**Yapılacaklar**
(A) Halk oylaması hakkındaki yazıya göre aşağıdaki soruları yanıtlayın.
(i) Yazar, halk oylaması üzerine yazmak istememesinin kaç nedeni olduğunu söylüyor?
(ii) "Nerede ulan seçim okuması" sözünü kim, hangi akşam söylemiş?
(iii) Yazar, fikrini hangi paylaşımların arasına sıkıştırmaktan rahatsızlık duyacağını belirtiyor?
(B) Halk oylaması üzerine yazılmış yazıyı son cümlesinden itibaren sürdürün.

───── Metin bölümü ─────

Perşembe, Nisan 20

Halk Oylaması


Aslında halk oylaması ile ilgili bir şeyler yazmak istemiyordum. Bunun iki nedeni vardı. Birincisi söylenecek bir şey kalmadı. Son dönemde yapılan birkaç seçimin ardından yazılar yazmıştım. Güzel muhabbetlere de vesile olmuştu. Ama o günlerden bu günlere çok fazla zaman geçmedi. Yakın tarihte çok defa sandığa gittik. Artık, onlardan daha farklı ne söyleyebilirdim bilmiyorum. 

İkinci sebebim de tam da bu noktada oluşuyor. Söyleyecek bir fikrim olsa da; bunu iki film ve iki futbol postunun arasına sıkıştırmak ve ondan sonra bir sene içinde yeni bir şey yazmamak biraz içimi rahatsız eder. Fakat aynı partiye sadece bir kez oy verdiğimiz Bahadır, Pazartesi akşamı “Nerede ulan seçim okuması” deyince gaza geldim. Pazar gününden sonra yaşanan gelişmeler ve herkesin konu hakkında bir şeyler karalaması bana “Benim neyim eksik” duygusunu getirdi.

───── Verilen malzeme ─────

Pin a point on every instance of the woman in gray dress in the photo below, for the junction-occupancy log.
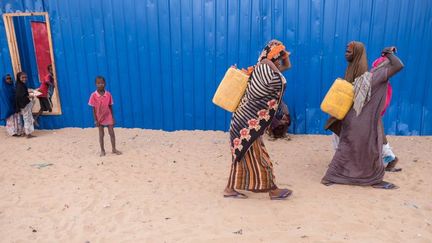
(358, 158)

─────

**Cevaplar aşağıda**
(A)
(i) İki.
(ii) Bahadır, pazartesi akşamı.
(iii) İki film ve iki futbol postunun arasına.

(B)
Önce kendimi öveyim. Son üç seçimde; 7 Haziran, 1 Kasım ve halk oylaması, yaptığım tahminler çıktı. Umarım hazır OHAL de sürecekken Reis, bir KHK daha çıkarır ve tüm anket şirketlerine seçim konusunda çalışma yapmasını yasaklar! Gerçi tahminleri çıkmazsa kendilerini kapatacaklarını söyleyen şirketler vardı, belki KHK’ya da gerek kalmaz.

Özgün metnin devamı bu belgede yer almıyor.